[Saved data entries]
☆ ☆ ☆ ☆
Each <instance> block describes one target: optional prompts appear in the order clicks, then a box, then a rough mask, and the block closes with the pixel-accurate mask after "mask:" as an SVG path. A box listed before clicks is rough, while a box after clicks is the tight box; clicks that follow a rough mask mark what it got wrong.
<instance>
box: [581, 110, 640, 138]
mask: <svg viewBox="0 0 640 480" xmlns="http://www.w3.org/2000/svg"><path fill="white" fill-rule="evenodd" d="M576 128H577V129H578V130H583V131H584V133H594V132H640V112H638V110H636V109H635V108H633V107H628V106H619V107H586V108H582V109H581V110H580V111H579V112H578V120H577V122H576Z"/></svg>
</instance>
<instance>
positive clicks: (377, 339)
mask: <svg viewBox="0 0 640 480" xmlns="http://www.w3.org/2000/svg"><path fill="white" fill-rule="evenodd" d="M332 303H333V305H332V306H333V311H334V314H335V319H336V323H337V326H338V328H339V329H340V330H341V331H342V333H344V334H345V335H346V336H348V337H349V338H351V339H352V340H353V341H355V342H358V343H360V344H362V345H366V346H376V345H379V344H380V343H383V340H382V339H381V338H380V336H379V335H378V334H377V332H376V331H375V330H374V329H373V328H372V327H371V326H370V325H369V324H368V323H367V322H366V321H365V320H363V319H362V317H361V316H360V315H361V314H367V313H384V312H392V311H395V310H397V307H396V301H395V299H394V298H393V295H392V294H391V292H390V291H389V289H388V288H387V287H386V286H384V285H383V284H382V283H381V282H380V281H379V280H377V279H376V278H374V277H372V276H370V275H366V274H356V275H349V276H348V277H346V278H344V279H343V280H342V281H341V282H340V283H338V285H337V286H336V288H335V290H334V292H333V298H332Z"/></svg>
☆ ☆ ☆ ☆
◆ What needs to be done ◆
Repeat each record exactly, leaving nothing out.

◆ Result ◆
Each <instance> block describes one target: optional prompts appear in the order clicks, then a box, then a rough mask, and the block closes with the pixel-accurate mask after "mask:" as an SVG path. A box listed before clicks is rough, while a box after clicks is the tight box; clicks that follow a rough mask mark what it got wrong.
<instance>
box: [581, 110, 640, 138]
mask: <svg viewBox="0 0 640 480" xmlns="http://www.w3.org/2000/svg"><path fill="white" fill-rule="evenodd" d="M576 128H577V129H578V130H583V131H584V133H594V132H640V112H638V110H636V109H635V108H633V107H628V106H619V107H586V108H582V109H581V110H580V111H579V112H578V120H577V122H576Z"/></svg>
</instance>
<instance>
positive clicks: (377, 339)
mask: <svg viewBox="0 0 640 480" xmlns="http://www.w3.org/2000/svg"><path fill="white" fill-rule="evenodd" d="M332 303H333V305H332V306H333V311H334V314H335V319H336V323H337V326H338V328H339V329H340V330H341V331H342V333H344V334H345V335H346V336H348V337H349V338H351V339H352V340H353V341H355V342H358V343H360V344H362V345H366V346H376V345H379V344H380V343H383V340H382V339H381V338H380V336H379V335H378V334H377V332H376V331H375V330H374V329H373V328H372V327H371V326H370V325H369V324H368V323H367V322H366V321H365V320H363V319H362V317H361V316H360V315H361V314H367V313H384V312H392V311H395V310H397V307H396V301H395V299H394V298H393V295H392V294H391V292H390V291H389V289H388V288H387V287H386V286H384V285H383V284H382V283H381V282H380V281H379V280H377V279H376V278H374V277H372V276H370V275H366V274H356V275H349V276H348V277H346V278H344V279H343V280H342V281H341V282H340V283H338V285H337V286H336V288H335V290H334V292H333V298H332Z"/></svg>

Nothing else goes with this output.